— Your task —
Rewrite the stretch of the Browns forum comments below, from "T-Rich ran like" through "God forbid?", with "fraidy-cat" replaced by "coward".

— Passage given —

· · ·

T-Rich ran like a tentative, mincing fraidy-cat the last two games. granted, the o-line has been banged up and inept, gordon hasn't played, and weeden has looked like every other Browns QB from the last decade. but still. he's got Brandon Jacobs-itis. He's a power back who's dancing in the hole. That Grigson panicked or Irsay got a wild hair up his butt and knee -jerked away a 1st round pick for a RUNNING BACK in 2013 is really great for the Browns.

Still, Ben Muth rightly warns that if JAX or OAK prove to be better at tanking, we could end up with either Clowney or some QB not currently playing at Louisville (or, GDFRBD, TAMU).

by Mr Shush :: Thu, 09/19/2013 - 8:07am


by Ryan D. :: Thu, 09/19/2013 - 9:20am

God forbid?

· · ·

— Record extracts —
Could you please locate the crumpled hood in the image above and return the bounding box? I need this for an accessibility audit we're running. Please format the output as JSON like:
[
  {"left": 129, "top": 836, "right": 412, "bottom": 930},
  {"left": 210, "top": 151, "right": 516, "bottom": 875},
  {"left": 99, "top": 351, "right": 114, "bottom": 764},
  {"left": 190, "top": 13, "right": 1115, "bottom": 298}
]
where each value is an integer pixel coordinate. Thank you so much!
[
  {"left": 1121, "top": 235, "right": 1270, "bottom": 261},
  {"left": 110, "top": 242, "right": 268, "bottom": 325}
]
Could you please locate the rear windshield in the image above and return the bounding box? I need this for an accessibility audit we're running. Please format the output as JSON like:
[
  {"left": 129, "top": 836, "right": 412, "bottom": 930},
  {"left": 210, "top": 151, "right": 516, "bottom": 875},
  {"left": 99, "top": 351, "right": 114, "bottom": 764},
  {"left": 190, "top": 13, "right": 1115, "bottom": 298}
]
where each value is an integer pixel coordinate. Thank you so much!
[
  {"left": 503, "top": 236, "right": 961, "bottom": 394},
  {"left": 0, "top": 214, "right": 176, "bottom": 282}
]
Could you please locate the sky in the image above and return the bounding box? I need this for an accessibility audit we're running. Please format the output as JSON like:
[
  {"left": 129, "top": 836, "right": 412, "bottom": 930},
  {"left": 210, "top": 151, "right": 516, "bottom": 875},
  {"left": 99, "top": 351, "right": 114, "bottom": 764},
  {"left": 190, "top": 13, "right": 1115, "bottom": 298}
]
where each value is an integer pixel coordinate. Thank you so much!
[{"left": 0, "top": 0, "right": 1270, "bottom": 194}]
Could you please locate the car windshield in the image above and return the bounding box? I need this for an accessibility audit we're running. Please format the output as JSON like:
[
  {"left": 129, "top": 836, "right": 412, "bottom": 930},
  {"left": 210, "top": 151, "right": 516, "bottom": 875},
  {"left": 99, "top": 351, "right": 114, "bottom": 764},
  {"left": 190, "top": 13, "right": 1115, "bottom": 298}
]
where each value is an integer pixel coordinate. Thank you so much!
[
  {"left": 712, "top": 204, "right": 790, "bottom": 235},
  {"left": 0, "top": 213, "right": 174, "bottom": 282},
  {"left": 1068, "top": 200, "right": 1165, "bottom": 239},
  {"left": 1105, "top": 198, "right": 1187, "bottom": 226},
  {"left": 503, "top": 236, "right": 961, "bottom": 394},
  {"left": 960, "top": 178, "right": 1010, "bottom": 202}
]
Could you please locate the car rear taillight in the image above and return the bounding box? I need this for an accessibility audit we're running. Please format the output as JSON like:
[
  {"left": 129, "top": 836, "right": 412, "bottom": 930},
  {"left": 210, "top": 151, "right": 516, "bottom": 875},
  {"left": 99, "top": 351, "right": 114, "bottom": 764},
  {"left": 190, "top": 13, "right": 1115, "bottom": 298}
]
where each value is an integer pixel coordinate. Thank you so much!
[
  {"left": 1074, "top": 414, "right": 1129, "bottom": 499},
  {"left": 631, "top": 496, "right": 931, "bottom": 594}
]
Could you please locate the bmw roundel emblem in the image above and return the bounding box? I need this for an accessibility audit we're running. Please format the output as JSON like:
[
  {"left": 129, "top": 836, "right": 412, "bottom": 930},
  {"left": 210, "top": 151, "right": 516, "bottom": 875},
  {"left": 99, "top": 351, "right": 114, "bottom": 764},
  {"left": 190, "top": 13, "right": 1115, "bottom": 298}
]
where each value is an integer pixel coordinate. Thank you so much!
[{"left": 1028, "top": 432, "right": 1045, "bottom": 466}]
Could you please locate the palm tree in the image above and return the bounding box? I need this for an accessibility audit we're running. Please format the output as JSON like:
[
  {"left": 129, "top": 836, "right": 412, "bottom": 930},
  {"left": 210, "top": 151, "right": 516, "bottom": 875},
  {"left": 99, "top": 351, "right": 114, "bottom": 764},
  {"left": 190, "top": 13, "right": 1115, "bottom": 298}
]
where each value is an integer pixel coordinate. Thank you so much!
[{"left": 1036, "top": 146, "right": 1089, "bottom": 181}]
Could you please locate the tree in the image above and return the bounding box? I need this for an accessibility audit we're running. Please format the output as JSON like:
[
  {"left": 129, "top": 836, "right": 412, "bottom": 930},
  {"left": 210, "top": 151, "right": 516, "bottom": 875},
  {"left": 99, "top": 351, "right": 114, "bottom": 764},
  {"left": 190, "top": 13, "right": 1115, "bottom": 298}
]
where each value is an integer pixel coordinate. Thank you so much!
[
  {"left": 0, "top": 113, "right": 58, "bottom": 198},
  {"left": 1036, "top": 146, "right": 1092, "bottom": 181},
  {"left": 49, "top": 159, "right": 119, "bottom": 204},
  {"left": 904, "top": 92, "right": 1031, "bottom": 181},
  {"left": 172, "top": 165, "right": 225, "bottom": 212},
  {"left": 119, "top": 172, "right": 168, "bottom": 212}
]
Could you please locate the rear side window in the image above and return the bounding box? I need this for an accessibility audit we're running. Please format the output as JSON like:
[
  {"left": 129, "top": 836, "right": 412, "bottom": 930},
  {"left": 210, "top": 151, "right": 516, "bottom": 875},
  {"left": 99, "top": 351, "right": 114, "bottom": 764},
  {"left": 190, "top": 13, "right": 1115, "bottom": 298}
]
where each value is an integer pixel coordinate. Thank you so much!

· · ·

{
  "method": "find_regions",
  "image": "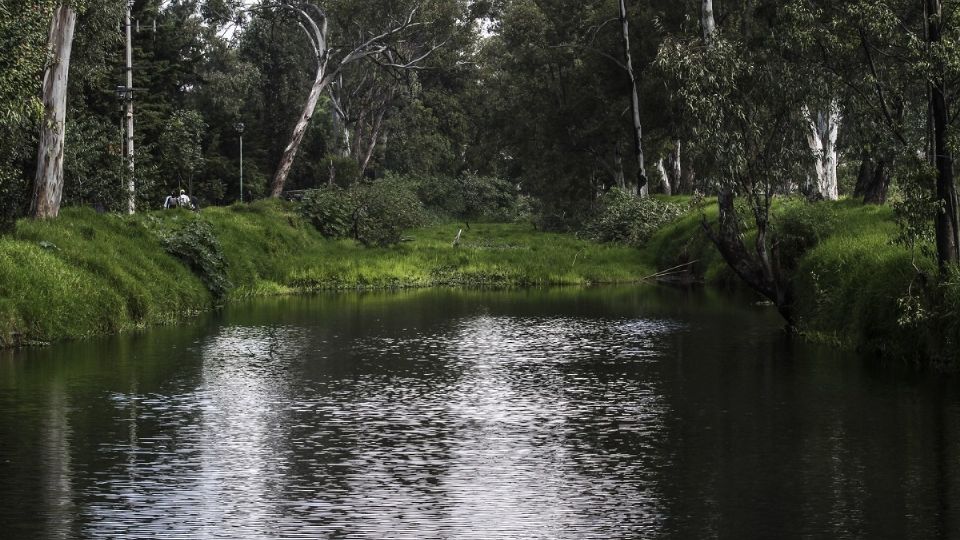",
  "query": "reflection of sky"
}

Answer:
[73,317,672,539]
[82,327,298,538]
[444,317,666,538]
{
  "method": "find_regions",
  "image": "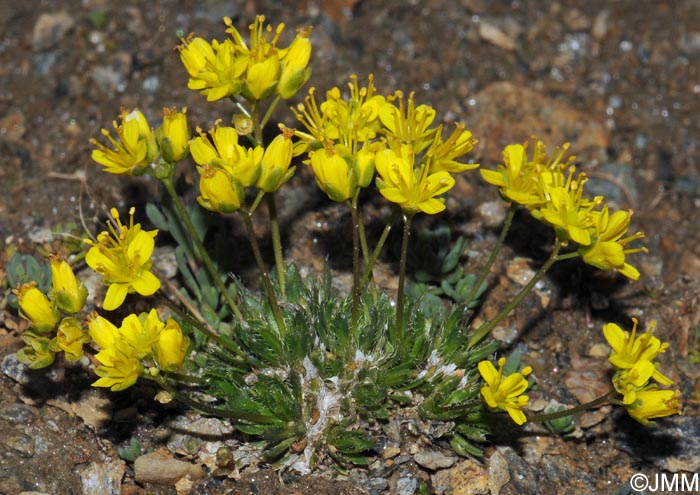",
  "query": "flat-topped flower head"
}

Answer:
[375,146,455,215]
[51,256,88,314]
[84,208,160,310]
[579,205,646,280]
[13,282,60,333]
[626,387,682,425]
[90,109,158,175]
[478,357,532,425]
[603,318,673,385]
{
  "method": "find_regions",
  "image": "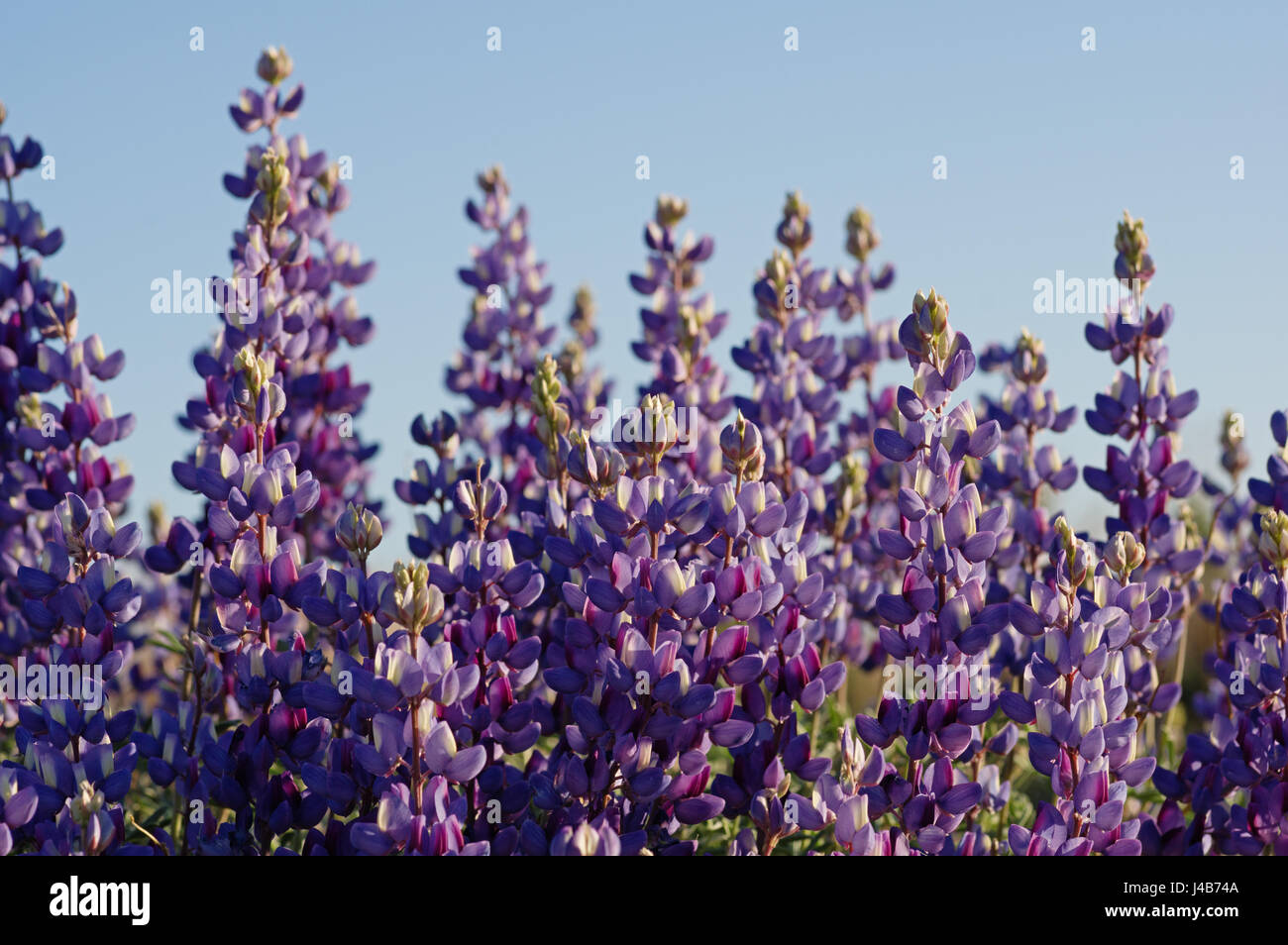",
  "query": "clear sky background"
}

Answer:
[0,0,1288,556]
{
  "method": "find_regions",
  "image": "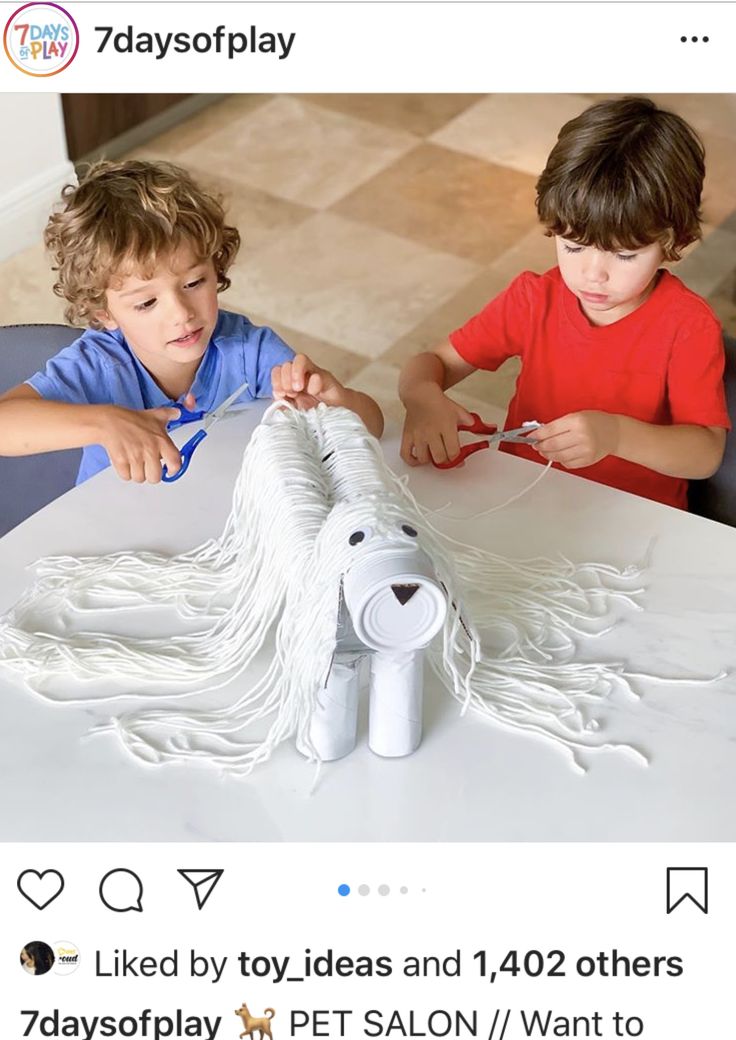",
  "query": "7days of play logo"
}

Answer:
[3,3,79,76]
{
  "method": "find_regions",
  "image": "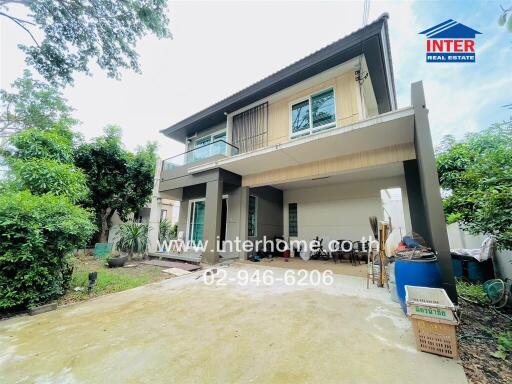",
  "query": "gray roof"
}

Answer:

· · ·

— Finished exercise —
T-Rich ran like a tentative, mincing coward the last two games. granted, the o-line has been banged up and inept, gordon hasn't played, and weeden has looked like every other Browns QB from the last decade. but still. he's got Brandon Jacobs-itis. He's a power back who's dancing in the hole. That Grigson panicked or Irsay got a wild hair up his butt and knee -jerked away a 1st round pick for a RUNNING BACK in 2013 is really great for the Browns.

Still, Ben Muth rightly warns that if JAX or OAK prove to be better at tanking, we could end up with either Clowney or some QB not currently playing at Louisville (or, GDFRBD, TAMU).

by Mr Shush :: Thu, 09/19/2013 - 8:07am


by Ryan D. :: Thu, 09/19/2013 - 9:20am

God forbid?